* [What you are asked to do] Word for word, transcribe every line from the one holding "Phrase: green grass" through the end of the records, but not the pictures.

* [Raw data]
[Start of section]

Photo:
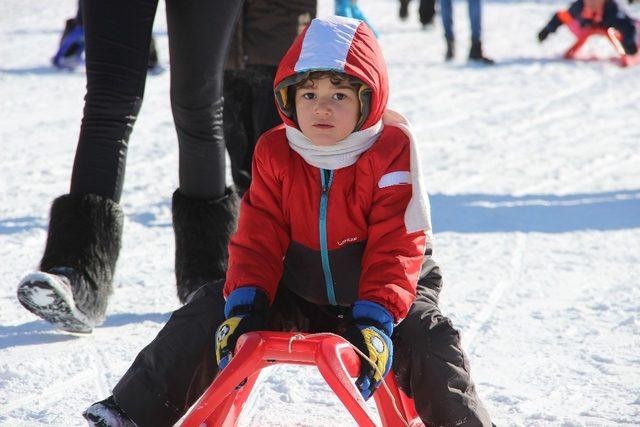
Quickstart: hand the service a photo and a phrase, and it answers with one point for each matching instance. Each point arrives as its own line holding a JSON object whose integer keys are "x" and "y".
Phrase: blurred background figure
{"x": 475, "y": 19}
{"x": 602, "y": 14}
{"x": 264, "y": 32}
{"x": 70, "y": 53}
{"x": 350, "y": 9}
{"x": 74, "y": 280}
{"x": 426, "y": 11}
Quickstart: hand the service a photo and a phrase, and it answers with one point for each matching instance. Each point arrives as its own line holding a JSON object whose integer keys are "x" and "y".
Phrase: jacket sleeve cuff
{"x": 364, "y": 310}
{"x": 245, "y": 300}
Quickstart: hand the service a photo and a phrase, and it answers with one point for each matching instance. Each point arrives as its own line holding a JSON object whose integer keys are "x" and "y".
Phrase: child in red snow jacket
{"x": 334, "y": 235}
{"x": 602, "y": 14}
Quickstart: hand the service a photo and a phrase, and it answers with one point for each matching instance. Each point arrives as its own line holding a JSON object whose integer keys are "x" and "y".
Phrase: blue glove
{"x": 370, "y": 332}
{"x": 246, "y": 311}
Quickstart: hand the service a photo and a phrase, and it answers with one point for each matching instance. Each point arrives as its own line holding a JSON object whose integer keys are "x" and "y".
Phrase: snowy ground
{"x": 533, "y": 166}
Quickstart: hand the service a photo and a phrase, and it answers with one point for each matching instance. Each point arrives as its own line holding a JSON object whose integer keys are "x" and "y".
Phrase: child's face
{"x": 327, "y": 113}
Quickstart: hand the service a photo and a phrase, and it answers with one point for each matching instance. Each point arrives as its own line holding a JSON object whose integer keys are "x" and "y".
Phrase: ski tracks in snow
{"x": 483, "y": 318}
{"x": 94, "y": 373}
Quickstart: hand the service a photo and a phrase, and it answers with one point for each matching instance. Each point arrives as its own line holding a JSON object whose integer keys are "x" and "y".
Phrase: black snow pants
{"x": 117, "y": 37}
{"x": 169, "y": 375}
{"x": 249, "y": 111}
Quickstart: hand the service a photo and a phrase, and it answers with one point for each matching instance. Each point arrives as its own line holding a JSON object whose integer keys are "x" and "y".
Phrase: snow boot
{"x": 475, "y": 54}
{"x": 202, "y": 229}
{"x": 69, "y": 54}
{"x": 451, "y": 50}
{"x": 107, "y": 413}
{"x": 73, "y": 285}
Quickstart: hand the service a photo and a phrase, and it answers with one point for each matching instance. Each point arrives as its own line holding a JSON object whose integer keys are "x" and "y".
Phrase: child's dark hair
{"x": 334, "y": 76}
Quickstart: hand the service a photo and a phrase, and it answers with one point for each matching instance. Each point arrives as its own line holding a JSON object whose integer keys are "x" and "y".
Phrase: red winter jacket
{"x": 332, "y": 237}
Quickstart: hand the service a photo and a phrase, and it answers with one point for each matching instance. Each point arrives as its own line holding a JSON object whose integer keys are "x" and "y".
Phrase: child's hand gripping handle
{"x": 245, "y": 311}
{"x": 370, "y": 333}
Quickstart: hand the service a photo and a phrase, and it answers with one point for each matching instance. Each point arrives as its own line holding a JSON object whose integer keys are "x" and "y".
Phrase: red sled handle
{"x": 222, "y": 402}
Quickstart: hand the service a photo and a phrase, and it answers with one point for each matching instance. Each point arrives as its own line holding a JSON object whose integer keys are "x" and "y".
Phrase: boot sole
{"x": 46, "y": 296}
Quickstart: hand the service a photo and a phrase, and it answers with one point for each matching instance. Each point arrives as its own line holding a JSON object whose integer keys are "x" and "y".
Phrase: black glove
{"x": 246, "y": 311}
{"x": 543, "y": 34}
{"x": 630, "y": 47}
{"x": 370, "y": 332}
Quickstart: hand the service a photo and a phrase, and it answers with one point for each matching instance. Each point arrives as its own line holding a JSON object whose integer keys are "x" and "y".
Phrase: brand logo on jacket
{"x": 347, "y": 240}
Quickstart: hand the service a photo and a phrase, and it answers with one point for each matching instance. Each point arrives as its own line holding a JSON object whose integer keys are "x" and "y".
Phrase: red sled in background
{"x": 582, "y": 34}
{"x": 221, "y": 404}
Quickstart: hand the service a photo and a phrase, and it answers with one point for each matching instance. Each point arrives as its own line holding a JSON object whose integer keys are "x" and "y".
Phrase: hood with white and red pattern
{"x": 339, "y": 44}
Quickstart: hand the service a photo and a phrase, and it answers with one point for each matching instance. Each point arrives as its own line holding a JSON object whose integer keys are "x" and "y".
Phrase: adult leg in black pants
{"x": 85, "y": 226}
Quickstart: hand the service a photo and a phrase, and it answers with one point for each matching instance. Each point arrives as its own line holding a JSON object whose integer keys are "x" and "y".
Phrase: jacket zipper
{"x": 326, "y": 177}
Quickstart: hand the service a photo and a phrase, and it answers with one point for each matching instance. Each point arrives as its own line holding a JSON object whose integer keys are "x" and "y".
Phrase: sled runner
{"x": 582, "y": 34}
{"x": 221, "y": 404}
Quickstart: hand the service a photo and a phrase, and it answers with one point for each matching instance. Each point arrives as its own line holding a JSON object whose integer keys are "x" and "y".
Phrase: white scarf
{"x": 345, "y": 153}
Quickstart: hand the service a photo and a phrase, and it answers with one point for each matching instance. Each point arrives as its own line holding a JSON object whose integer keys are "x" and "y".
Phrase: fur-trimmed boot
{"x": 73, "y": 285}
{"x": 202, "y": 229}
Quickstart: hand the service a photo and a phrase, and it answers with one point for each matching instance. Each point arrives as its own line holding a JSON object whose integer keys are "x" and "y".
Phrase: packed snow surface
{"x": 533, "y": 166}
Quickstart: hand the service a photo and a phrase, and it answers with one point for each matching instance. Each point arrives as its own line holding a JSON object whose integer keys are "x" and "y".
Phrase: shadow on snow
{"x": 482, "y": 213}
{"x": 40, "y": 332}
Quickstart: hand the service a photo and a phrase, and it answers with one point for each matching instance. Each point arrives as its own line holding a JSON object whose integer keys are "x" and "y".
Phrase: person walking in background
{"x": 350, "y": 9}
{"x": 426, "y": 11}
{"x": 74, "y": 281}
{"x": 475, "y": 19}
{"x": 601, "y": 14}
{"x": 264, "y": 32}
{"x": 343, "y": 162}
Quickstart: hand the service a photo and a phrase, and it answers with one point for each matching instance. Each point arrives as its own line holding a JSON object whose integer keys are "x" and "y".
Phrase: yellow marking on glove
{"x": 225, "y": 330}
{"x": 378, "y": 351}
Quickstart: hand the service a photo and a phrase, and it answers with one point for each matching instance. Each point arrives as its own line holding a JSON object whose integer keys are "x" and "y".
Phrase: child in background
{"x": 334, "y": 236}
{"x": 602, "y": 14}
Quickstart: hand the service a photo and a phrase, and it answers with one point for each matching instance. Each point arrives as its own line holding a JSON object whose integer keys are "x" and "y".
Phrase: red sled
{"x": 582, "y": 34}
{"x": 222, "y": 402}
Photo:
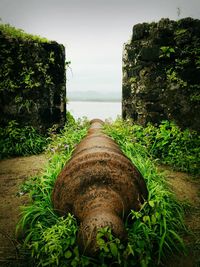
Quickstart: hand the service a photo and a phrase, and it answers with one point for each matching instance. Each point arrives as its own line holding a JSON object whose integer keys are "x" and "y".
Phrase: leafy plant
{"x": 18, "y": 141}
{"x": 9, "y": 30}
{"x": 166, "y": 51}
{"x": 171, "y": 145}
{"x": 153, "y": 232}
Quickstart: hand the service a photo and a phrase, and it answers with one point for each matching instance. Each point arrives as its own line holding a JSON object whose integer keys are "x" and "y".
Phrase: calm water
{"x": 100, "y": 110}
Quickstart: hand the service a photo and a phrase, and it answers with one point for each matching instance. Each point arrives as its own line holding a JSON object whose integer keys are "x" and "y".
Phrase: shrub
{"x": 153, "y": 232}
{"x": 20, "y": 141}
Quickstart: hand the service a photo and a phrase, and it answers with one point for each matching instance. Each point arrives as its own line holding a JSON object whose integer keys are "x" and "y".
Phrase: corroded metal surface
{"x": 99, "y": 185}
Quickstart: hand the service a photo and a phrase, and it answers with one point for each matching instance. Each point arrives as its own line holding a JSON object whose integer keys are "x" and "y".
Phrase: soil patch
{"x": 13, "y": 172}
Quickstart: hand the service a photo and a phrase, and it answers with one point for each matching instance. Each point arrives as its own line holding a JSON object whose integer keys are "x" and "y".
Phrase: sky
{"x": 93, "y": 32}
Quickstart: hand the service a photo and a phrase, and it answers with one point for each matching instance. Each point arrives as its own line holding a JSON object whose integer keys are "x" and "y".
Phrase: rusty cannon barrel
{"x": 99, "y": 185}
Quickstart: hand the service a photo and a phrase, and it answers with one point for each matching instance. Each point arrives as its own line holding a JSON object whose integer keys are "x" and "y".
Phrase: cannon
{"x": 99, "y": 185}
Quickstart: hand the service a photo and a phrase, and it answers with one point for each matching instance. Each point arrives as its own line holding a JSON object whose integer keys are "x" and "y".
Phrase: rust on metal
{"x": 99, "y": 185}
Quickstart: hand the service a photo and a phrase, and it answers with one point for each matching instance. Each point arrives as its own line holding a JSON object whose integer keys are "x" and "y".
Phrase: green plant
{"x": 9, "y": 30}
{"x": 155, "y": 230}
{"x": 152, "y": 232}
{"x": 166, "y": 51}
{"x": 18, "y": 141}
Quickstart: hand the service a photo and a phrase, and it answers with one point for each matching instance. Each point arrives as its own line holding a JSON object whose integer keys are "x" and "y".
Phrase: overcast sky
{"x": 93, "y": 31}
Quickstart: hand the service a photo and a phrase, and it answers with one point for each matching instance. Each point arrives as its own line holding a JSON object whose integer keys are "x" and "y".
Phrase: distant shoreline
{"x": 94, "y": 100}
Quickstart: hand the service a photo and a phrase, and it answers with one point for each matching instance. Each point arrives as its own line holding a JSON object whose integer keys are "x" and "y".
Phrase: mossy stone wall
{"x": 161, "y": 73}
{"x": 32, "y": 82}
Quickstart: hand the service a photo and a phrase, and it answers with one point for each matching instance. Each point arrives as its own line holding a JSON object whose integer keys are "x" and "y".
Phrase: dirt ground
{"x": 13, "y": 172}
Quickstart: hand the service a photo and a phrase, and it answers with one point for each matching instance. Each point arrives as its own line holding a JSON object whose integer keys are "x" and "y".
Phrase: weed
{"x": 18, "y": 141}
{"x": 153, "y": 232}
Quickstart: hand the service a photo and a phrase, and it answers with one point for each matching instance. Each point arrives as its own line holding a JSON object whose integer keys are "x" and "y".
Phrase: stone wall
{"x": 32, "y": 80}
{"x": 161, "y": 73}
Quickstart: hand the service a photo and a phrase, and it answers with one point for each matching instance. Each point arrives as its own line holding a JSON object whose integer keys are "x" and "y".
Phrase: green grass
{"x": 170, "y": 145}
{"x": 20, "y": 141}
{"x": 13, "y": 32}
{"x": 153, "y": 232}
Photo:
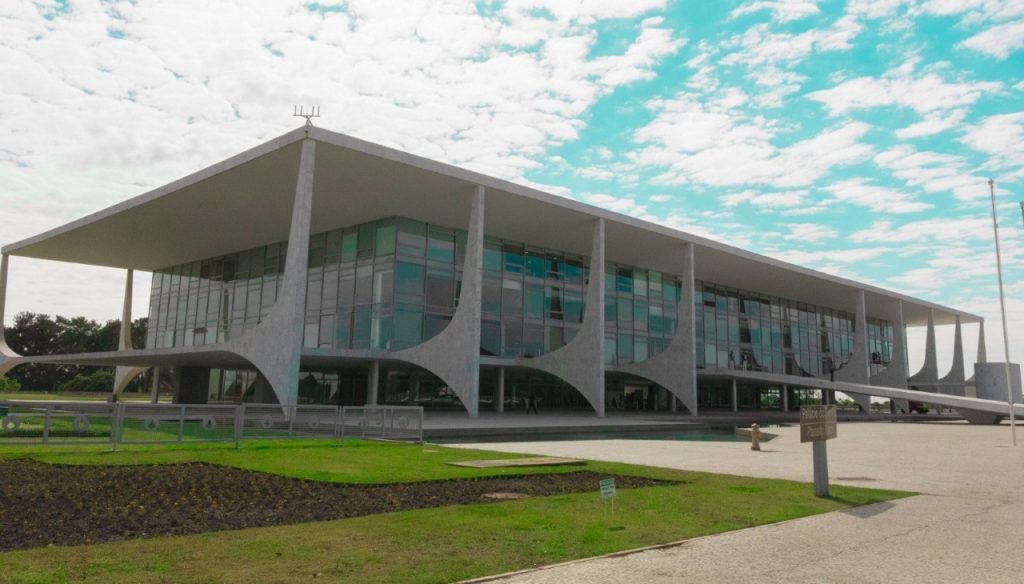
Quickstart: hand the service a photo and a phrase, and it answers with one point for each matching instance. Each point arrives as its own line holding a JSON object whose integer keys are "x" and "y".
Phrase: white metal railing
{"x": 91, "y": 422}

[End of section]

* [Solution for this task]
Phrase: green grass
{"x": 170, "y": 145}
{"x": 20, "y": 141}
{"x": 13, "y": 32}
{"x": 153, "y": 232}
Photo:
Quickstart: hand the service a photo and a phrase, and it answers with one point for each matching instance. Each point arrives as its own line holding a JSON object whose integer keys are "x" and "y".
Phrase: white metal railing
{"x": 91, "y": 422}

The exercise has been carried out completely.